§ Documento fuente
⟨

Tal ha sido la eficacia de la ficción religiosa, mitológica o literaria, que las obras y los actos inspirados en los grandes monstruos cosmogónicos y apocalípticos han dejado de ser simples imitaciones para convertirse a su vez en otras máquinas refinadoras del combustible emocional pánico. Entre el púlpito y la palestra, desde la pintura rupestre hasta los medios electrónicos, el bestiario imaginado por los primeros hombres dejó muy pronto de ser una estantigua de horrores imaginarios para transformarse en un complejo sistema de significados posibles, lábiles y contagiosos, los más de ellos sublimes y escalofriantes, siempre estimulantes aunque rara vez felices. A través de los siglos, este sistema multívoco de alegorías monstruosas en las narrativas fundacionales ha fungido también como una bola de nieve que embarnece con todas las variantes del temor, la pasión y la ira, emociones que al cabo son una sola moneda de dos caras: el miedo a la extinción propia y el deseo de la extinción ajena.

Los hombres no sólo somos los proveedores de la materia prima con la cual se alimentan estas máquinas transformadoras del combustible pánico: somos asimismo los últimos consumidores de esa misma carga emotiva reelaborada ya con la pluma, ya con el pincel, ya con la cámara. Hemos desarrollado infinidad de artes y artefactos capaces, entre otras cosas, de convertir la pulsión pánica en un recurso renovable, sumamente inflamable y prácticamente inagotable para motorizar la Historia. Con frecuencia, nosotros mismos, en tanto seres creativos, hemos pasado a formar parte de la gran industria pánica: somos una monstruosa máquina hecha de máquinas que existe para consumirse a sí misma.

⟩

§ Indicación
Di si cada afirmación concuerda con el documento fuente, respondiendo sí o no y citando textualmente las palabras que lo deciden. (a) El temor, la pasión y la ira forman una sola moneda de dos caras. (b) El bestiario imaginado por los primeros hombres siguió siendo siempre una estantigua de horrores imaginarios. (c) Los hombres solo proveen la materia prima de estas máquinas, sin consumir su carga emotiva. Las filas no guardan relación con el documento fuente.

§ Datos extraídos
⟨

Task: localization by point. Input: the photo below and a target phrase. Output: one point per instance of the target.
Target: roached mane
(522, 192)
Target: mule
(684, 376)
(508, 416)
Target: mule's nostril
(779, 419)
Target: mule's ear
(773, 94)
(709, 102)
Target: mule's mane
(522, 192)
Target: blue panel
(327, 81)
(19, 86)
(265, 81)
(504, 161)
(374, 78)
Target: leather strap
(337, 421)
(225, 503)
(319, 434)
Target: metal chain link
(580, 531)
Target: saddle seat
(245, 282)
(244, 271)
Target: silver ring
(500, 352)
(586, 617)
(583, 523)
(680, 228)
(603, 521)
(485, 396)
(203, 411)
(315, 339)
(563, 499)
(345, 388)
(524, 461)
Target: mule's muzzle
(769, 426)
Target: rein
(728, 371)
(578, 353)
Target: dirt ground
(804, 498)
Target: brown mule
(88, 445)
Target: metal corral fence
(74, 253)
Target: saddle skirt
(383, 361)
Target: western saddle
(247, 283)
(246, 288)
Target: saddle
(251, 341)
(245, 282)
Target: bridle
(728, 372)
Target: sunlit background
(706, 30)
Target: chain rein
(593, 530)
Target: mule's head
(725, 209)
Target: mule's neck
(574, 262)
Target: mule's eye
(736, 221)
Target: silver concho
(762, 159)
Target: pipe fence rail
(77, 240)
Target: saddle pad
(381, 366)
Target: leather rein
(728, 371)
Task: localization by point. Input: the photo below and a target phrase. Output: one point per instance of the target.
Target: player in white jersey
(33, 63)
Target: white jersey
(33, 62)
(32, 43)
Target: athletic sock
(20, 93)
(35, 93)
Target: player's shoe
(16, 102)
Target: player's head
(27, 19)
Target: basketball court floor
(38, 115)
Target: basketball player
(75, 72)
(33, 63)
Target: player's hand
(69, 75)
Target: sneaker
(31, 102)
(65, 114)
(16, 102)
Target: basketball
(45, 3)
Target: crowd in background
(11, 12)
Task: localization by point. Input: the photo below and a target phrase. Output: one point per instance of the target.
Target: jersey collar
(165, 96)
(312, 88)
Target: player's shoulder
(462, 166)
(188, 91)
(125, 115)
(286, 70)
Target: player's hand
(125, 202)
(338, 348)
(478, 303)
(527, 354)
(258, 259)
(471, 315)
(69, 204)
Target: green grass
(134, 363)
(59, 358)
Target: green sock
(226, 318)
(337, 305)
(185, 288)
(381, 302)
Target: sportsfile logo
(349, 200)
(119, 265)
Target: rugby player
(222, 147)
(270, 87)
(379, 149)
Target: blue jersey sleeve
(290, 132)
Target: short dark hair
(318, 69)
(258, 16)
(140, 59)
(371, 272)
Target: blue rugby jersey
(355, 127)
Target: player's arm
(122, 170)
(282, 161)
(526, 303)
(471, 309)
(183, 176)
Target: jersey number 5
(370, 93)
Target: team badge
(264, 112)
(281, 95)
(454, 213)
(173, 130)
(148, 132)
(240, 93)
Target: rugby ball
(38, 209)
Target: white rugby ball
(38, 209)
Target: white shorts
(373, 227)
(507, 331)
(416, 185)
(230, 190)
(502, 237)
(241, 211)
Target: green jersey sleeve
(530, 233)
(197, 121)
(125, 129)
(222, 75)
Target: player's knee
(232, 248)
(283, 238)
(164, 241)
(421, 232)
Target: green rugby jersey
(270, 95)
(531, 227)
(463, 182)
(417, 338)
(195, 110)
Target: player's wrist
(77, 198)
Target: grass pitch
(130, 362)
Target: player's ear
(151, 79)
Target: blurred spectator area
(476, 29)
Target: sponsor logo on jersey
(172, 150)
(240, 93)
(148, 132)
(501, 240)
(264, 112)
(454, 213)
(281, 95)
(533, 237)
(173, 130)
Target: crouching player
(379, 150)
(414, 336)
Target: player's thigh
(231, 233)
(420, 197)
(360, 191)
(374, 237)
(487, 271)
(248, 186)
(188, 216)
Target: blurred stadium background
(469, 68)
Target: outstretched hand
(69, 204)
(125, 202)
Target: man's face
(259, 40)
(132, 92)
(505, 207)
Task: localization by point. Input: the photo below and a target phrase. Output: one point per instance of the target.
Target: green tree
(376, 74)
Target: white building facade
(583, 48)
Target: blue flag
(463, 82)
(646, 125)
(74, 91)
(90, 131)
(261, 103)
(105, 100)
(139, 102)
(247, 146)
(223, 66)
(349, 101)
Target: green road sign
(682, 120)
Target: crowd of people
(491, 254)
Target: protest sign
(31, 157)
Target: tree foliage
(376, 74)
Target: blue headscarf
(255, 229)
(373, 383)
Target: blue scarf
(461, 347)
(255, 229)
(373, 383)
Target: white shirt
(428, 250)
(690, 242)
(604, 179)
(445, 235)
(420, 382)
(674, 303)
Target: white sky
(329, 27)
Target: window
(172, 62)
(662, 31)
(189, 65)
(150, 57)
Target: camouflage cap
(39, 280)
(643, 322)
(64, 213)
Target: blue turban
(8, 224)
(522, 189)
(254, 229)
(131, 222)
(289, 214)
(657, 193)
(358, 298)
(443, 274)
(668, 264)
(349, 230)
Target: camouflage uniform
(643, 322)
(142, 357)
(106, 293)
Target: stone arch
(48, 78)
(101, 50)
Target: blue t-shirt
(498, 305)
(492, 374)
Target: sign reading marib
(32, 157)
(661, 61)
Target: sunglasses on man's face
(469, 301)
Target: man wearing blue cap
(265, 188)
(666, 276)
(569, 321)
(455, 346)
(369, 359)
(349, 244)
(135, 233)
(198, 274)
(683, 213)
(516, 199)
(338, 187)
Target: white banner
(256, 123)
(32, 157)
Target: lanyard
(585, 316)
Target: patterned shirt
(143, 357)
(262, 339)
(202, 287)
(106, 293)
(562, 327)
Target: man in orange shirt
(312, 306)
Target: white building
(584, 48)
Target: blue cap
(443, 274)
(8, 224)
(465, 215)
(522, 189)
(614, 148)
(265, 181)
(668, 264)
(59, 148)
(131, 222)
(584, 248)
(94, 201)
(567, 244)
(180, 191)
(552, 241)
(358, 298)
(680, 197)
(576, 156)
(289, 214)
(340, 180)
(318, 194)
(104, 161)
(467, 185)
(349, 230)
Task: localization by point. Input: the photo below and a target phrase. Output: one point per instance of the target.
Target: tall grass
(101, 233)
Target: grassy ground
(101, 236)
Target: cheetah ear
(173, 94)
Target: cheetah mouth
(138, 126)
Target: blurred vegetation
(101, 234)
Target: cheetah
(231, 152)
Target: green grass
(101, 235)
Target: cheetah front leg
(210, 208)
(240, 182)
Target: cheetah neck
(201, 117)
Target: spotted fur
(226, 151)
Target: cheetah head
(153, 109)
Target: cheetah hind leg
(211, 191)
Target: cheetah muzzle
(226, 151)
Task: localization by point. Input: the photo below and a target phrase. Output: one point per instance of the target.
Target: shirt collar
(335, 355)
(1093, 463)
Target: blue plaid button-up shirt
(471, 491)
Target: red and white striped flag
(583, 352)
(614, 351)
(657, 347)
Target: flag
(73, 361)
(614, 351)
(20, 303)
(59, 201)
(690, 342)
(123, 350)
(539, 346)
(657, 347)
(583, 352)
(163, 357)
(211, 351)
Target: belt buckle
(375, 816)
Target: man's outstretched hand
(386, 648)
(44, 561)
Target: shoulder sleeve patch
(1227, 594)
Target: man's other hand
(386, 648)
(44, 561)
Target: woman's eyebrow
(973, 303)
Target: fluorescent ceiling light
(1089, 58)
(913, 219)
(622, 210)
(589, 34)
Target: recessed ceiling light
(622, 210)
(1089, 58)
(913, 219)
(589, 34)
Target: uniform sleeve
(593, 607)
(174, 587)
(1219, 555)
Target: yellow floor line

⟩

§ Solución propuesta
(a) Sí: «emociones que al cabo son una sola moneda de dos caras».
(b) No: «dejó muy pronto de ser una estantigua de horrores imaginarios».
(c) No: «somos asimismo los últimos consumidores de esa misma carga emotiva».